• **Ejercicio breve 1**
Extrae el fragmento sobre la cultura científica y cópialo entero, sin cambiarle nada.

• **Fragmento**
::::::::

Milenio Diario, 19 de agosto de 2003
Es frecuente oír hablar de “cultura científica”. Se trata de un concepto vagamente definido: cuando se habla de la cultura que toda persona bien educada debiera tener, normalmente se piensa sólo en las bellas artes, y si acaso en las humanidades, pero dejando afuera a las ciencias. Por eso se hace necesario especificar, a pesar de que en realidad la ciencia es tan parte de la cultura como cualquier otro producto de la actividad humana.
Lo anterior viene a cuento porque el pasado 12 de agosto Enrique Canales, colaborador del periódico Reforma, publicó en su columna “Mexicar” un texto en el que defendía, si entiendo bien, el derecho de los académicos a lucrar con su actividad, realizando, por ejemplo, consultorías pagadas. Desgraciadamente, al hacerlo, Canales realiza un ataque a la ciencia.
La frase alarmante es la siguiente: “...considero que la ciencia pura es muy peligrosa, en el sentido que si se hace ciencia por mera curiosidad, es probable que desperdiciemos muchos recursos que no tenemos”.

::::::::

• **Listado proporcionado**
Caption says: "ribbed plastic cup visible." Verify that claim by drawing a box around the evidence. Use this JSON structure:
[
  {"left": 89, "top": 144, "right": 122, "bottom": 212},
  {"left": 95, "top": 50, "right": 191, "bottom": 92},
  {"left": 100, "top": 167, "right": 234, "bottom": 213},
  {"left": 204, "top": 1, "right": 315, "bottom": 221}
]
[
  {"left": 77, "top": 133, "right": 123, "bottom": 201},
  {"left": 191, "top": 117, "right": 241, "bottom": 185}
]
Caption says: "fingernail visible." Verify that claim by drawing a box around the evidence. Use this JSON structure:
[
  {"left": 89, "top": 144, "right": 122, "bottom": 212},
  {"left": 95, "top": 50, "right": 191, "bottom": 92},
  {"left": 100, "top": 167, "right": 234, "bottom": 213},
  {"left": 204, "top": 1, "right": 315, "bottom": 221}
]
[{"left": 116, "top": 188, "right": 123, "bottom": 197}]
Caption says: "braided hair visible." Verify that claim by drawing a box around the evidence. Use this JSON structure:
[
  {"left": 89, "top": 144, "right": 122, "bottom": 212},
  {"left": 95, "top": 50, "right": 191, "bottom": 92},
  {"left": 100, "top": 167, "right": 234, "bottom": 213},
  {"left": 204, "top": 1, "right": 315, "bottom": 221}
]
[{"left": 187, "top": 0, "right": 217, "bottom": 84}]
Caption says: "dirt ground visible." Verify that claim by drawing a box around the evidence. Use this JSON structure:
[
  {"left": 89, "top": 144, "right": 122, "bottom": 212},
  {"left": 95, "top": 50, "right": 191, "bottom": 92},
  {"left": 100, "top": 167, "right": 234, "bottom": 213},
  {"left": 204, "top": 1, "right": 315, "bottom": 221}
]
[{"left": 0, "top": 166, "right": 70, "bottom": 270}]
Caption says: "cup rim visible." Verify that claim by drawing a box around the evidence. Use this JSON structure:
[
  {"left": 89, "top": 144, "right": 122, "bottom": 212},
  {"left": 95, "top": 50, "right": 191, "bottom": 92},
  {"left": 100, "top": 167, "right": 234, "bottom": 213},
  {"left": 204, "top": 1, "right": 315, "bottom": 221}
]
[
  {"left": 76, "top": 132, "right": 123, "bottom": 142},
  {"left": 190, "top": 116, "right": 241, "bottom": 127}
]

::::::::

• **Ejercicio breve 2**
Pon en una lista numerada todas las líneas del listado de arriba y deja fuera las que estén en blanco.

• **Respuesta del ejercicio 1**
Milenio Diario, 19 de agosto de 2003
Es frecuente oír hablar de “cultura científica”. Se trata de un concepto vagamente definido: cuando se habla de la cultura que toda persona bien educada debiera tener, normalmente se piensa sólo en las bellas artes, y si acaso en las humanidades, pero dejando afuera a las ciencias. Por eso se hace necesario especificar, a pesar de que en realidad la ciencia es tan parte de la cultura como cualquier otro producto de la actividad humana.
Lo anterior viene a cuento porque el pasado 12 de agosto Enrique Canales, colaborador del periódico Reforma, publicó en su columna “Mexicar” un texto en el que defendía, si entiendo bien, el derecho de los académicos a lucrar con su actividad, realizando, por ejemplo, consultorías pagadas. Desgraciadamente, al hacerlo, Canales realiza un ataque a la ciencia.
La frase alarmante es la siguiente: “...considero que la ciencia pura es muy peligrosa, en el sentido que si se hace ciencia por mera curiosidad, es probable que desperdiciemos muchos recursos que no tenemos”.

• **Respuesta del ejercicio 2**
1. Caption says: "ribbed plastic cup visible." Verify that claim by drawing a box around the evidence. Use this JSON structure:
2. [
3.   {"left": 89, "top": 144, "right": 122, "bottom": 212},
4.   {"left": 95, "top": 50, "right": 191, "bottom": 92},
5.   {"left": 100, "top": 167, "right": 234, "bottom": 213},
6.   {"left": 204, "top": 1, "right": 315, "bottom": 221}
7. ]
8. [
9.   {"left": 77, "top": 133, "right": 123, "bottom": 201},
10.   {"left": 191, "top": 117, "right": 241, "bottom": 185}
11. ]
12. Caption says: "fingernail visible." Verify that claim by drawing a box around the evidence. Use this JSON structure:
13. [
14.   {"left": 89, "top": 144, "right": 122, "bottom": 212},
15.   {"left": 95, "top": 50, "right": 191, "bottom": 92},
16.   {"left": 100, "top": 167, "right": 234, "bottom": 213},
17.   {"left": 204, "top": 1, "right": 315, "bottom": 221}
18. ]
19. [{"left": 116, "top": 188, "right": 123, "bottom": 197}]
20. Caption says: "braided hair visible." Verify that claim by drawing a box around the evidence. Use this JSON structure:
21. [
22.   {"left": 89, "top": 144, "right": 122, "bottom": 212},
23.   {"left": 95, "top": 50, "right": 191, "bottom": 92},
24.   {"left": 100, "top": 167, "right": 234, "bottom": 213},
25.   {"left": 204, "top": 1, "right": 315, "bottom": 221}
26. ]
27. [{"left": 187, "top": 0, "right": 217, "bottom": 84}]
28. Caption says: "dirt ground visible." Verify that claim by drawing a box around the evidence. Use this JSON structure:
29. [
30.   {"left": 89, "top": 144, "right": 122, "bottom": 212},
31.   {"left": 95, "top": 50, "right": 191, "bottom": 92},
32.   {"left": 100, "top": 167, "right": 234, "bottom": 213},
33.   {"left": 204, "top": 1, "right": 315, "bottom": 221}
34. ]
35. [{"left": 0, "top": 166, "right": 70, "bottom": 270}]
36. Caption says: "cup rim visible." Verify that claim by drawing a box around the evidence. Use this JSON structure:
37. [
38.   {"left": 89, "top": 144, "right": 122, "bottom": 212},
39.   {"left": 95, "top": 50, "right": 191, "bottom": 92},
40.   {"left": 100, "top": 167, "right": 234, "bottom": 213},
41.   {"left": 204, "top": 1, "right": 315, "bottom": 221}
42. ]
43. [
44.   {"left": 76, "top": 132, "right": 123, "bottom": 142},
45.   {"left": 190, "top": 116, "right": 241, "bottom": 127}
46. ]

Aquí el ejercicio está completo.